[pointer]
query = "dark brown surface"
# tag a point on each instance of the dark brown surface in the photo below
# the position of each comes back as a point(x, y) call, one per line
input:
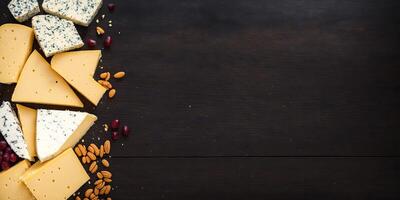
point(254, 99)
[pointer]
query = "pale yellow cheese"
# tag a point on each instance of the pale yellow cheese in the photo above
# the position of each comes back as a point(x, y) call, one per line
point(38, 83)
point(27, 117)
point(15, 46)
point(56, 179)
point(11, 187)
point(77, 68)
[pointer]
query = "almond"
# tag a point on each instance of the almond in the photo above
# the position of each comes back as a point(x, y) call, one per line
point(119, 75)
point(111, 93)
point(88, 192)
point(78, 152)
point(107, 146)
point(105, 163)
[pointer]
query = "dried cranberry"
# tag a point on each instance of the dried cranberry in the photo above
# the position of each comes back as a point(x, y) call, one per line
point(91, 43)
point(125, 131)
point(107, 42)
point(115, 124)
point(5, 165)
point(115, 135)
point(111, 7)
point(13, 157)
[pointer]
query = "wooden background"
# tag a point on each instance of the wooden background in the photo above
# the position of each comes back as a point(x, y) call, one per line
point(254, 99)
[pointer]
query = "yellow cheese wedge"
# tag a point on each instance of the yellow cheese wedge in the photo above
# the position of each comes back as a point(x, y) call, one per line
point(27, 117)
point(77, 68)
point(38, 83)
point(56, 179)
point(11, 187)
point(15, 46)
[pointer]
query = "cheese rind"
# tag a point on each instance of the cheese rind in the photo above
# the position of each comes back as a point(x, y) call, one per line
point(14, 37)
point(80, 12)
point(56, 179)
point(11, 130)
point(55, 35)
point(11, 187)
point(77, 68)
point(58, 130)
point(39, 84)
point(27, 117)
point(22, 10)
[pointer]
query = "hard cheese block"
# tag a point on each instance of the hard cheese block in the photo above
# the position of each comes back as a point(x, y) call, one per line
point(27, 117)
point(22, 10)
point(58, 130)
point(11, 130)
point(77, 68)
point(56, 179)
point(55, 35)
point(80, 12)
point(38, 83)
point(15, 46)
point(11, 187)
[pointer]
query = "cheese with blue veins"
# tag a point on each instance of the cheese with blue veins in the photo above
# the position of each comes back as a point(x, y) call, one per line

→ Work instruction:
From the listing, copy each line containing the word "block".

→ Response for this exercise:
query = "hard cheese block"
# tag a point on each instance of the hard cheese block in the photo above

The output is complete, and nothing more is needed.